#### PROVIDED ENTRIES
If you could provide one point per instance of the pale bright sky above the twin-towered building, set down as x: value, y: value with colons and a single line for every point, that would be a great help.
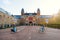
x: 47, y: 7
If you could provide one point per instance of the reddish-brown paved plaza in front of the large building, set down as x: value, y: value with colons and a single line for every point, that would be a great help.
x: 30, y: 33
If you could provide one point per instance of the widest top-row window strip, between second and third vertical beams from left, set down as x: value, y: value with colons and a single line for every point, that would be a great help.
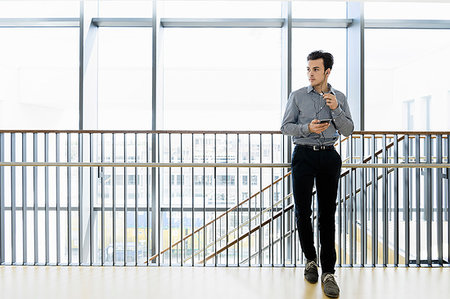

#### TASK DESCRIPTION
With the images excluded, reproduce the data above precisely as written.

#### WRITTEN SOLUTION
If you could provide one point per instance of the pale bright sky above the twin-towered building, set down as x: value, y: value with colons and a single line for every point, that would be a great help.
x: 47, y: 7
If you could provide one point per instance of the reddish-brown paved plaza in front of the large building, set down as x: value, y: value with colons and a single line for every point, that would be a great help.
x: 30, y: 33
If you could provide one point per instance of the widest top-row window strip, between second and third vertical beams from left, set down as x: value, y: value with colons and a single line for every point, that would be a great help.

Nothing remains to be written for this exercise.